* [TEKS BACAAN]
<<<<
Repelita Jakarta - Dugaan praktik korupsi dalam proyek Kereta Cepat Jakarta-Bandung atau Whoosh terus menjadi sorotan publik.
Hingga saat ini, Komisi Pemberantasan Korupsi (KPK) belum memulai penyelidikan terhadap indikasi mark-up dan dugaan penyimpangan proyek tersebut.
Koordinator Masyarakat Anti Korupsi Indonesia (MAKI), Boyamin Saiman, menilai sikap KPK sangat mengkhawatirkan dan menimbulkan keraguan terkait kinerja lembaga antirasuah itu.
"Jadi KPK ini betul-betul ngawur dan nyari enaknya sendiri gitu. (Sudah) Ditugasi, dibayar, digaji negara untuk menangani korupsi lho kok duduk di belakang meja nunggu laporan, itu namanya bukan KPK lagi yang super body," ujar Boyamin kepada Inilah.com, Rabu (22/10/2025).
Boyamin menuturkan kemungkinan adanya mark-up dalam proyek Whoosh memang layak diduga. Pada awalnya, proyek ini direncanakan bekerja sama dengan Jepang, namun akhirnya justru dijalankan bersama pihak China.
"Ujungnya lebih mahal dari volume nilai proyeknya, terus pinjamannya juga lebih mahal dari Jepang. Kenapa diambil kan bisa saat pengambilan keputusan bekerja sama dari perusahaan China itu saja, kan bisa ada dugaan penyimpangan itu," jelasnya.
Selain dugaan mark-up, Boyamin menyoroti kemungkinan adanya pengurangan spesifikasi pada timbunan sepanjang jalur Jakarta-Bandung yang menjadi penopang rel. Ia menekankan hal ini bisa berpotensi menurunkan kualitas proyek.
"Misalnya harus betul-betul terpilih, harus pasir dan batu, tapi ada dugaan tanahnya misalnya atau yang lain-lain. Jadi bukan sekadar perencanaan dan dugaan mark-up, tapi juga bisa jadi pengurangan spesifikasi, itu kan ada dugaan penyimpangan," katanya.
Boyamin menegaskan KPK tidak seharusnya menunggu laporan untuk memulai penyelidikan. Ia menyinggung bahwa KPK bisa bersikap aktif seperti kepolisian dalam menangani kasus yang ditemukan sendiri.
>>>>
* [DAFTAR DATA]
<<<<
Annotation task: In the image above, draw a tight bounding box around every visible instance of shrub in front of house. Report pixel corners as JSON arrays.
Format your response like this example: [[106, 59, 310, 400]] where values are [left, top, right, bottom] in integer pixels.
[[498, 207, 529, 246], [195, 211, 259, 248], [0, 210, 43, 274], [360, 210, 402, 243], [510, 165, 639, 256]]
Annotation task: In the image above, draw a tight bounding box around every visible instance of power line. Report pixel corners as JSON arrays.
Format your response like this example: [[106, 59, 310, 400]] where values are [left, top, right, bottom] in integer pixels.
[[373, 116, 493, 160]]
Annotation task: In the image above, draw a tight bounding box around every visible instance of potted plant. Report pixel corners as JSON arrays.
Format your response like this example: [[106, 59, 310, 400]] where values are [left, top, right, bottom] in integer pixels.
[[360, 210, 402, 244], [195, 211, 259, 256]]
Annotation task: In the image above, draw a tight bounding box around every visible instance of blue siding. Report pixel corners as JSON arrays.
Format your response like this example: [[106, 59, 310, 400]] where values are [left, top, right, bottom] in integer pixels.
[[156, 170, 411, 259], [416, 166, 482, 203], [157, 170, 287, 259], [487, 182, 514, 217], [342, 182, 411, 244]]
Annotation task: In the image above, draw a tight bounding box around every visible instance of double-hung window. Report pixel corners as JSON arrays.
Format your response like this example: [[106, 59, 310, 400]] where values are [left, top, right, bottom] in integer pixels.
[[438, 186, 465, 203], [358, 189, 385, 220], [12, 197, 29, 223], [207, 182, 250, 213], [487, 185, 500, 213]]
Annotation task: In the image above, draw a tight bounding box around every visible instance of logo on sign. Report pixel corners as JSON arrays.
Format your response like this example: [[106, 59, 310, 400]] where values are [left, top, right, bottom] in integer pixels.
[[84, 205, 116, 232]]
>>>>
* [PETUNJUK TUGAS]
Jawablah tiga pertanyaan berikut berdasarkan berita tentang proyek Kereta Cepat Jakarta-Bandung.
1. Siapa Koordinator Masyarakat Anti Korupsi Indonesia (MAKI)?
2. Pada awalnya, proyek Whoosh direncanakan bekerja sama dengan negara mana?
3. Menurut Boyamin, bahan apa yang seharusnya dipakai untuk timbunan penopang rel?

* [HASIL TUGAS]
1. Koordinator MAKI adalah Boyamin Saiman.
2. Proyek Whoosh pada awalnya direncanakan bekerja sama dengan Jepang.
3. Menurut Boyamin, timbunan penopang rel seharusnya memakai pasir dan batu.